(Extracted information)
###
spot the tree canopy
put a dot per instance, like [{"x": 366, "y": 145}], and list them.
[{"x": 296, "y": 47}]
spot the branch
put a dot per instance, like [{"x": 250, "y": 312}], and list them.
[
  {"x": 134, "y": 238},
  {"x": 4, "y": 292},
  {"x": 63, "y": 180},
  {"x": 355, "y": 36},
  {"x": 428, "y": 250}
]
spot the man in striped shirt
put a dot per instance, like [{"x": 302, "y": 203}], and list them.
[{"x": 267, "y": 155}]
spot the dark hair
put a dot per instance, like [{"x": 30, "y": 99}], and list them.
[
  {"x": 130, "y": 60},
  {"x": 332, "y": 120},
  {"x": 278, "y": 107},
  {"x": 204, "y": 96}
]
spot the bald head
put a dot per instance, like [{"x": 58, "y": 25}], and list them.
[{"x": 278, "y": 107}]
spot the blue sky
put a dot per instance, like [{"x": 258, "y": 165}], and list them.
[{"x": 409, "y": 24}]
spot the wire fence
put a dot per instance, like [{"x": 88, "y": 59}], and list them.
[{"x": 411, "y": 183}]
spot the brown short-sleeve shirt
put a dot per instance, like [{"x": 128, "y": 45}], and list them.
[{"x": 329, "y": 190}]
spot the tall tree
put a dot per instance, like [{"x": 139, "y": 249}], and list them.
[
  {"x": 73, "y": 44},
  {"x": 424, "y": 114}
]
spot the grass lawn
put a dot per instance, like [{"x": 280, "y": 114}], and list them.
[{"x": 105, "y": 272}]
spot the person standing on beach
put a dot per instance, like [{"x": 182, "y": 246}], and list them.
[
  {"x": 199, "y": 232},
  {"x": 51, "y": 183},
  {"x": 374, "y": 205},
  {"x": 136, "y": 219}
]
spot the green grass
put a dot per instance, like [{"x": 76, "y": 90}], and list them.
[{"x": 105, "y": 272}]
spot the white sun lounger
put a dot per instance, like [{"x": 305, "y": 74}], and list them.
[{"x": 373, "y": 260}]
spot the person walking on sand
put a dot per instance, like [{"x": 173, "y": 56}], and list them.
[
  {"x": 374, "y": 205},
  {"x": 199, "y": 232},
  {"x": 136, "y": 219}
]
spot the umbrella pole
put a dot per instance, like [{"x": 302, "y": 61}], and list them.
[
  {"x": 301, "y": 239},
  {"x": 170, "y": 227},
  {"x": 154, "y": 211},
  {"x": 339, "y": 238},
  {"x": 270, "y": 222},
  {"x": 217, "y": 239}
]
###
(Try it)
Word for word, retype each record.

(Completed exercise)
spot the tree canopy
put a dot per instance, like [{"x": 366, "y": 145}], and list them.
[{"x": 296, "y": 47}]
spot the branch
put a dot per instance, like [{"x": 250, "y": 312}], and list them.
[
  {"x": 134, "y": 238},
  {"x": 4, "y": 292},
  {"x": 63, "y": 180},
  {"x": 355, "y": 36},
  {"x": 428, "y": 250}
]
spot the man in striped shirt
put a dot per instance, like [{"x": 302, "y": 203}], and list them.
[{"x": 267, "y": 155}]
spot the dark hair
put a dot per instance, like [{"x": 30, "y": 99}], and list them.
[
  {"x": 130, "y": 60},
  {"x": 332, "y": 120},
  {"x": 278, "y": 107},
  {"x": 204, "y": 96}
]
spot the bald head
put a dot per instance, like [{"x": 58, "y": 25}], and list them.
[{"x": 278, "y": 107}]
spot the blue sky
put a dot per instance, like [{"x": 258, "y": 165}], and list them.
[{"x": 409, "y": 24}]
spot the wire fence
put a dot per instance, like [{"x": 88, "y": 59}], and list them.
[{"x": 411, "y": 183}]
spot the brown short-sleeve shirt
put a dot per instance, like [{"x": 128, "y": 45}], and list them.
[{"x": 329, "y": 190}]
spot the tall tree
put a dot per instance, like [{"x": 139, "y": 249}], and list them.
[
  {"x": 73, "y": 44},
  {"x": 424, "y": 114}
]
spot the grass lawn
put a dot per instance, like [{"x": 280, "y": 114}], and list them.
[{"x": 105, "y": 272}]
spot the person standing on beach
put a dot per instance, like [{"x": 182, "y": 246}], and list them.
[
  {"x": 199, "y": 232},
  {"x": 51, "y": 183},
  {"x": 374, "y": 205},
  {"x": 136, "y": 219}
]
spot the green grass
put a dot per instance, like [{"x": 76, "y": 90}], and list them.
[{"x": 105, "y": 272}]
spot the white sun lounger
put a dot per instance, like [{"x": 305, "y": 74}], and list them.
[{"x": 373, "y": 260}]
spot the person walking on sand
put a dot per instance, like [{"x": 173, "y": 56}], and list them.
[
  {"x": 374, "y": 205},
  {"x": 199, "y": 232},
  {"x": 136, "y": 219}
]
spot the umbrella pole
put a dot per instance, like [{"x": 302, "y": 61}], and list them.
[
  {"x": 301, "y": 239},
  {"x": 170, "y": 227},
  {"x": 154, "y": 211},
  {"x": 339, "y": 238},
  {"x": 270, "y": 222},
  {"x": 217, "y": 239}
]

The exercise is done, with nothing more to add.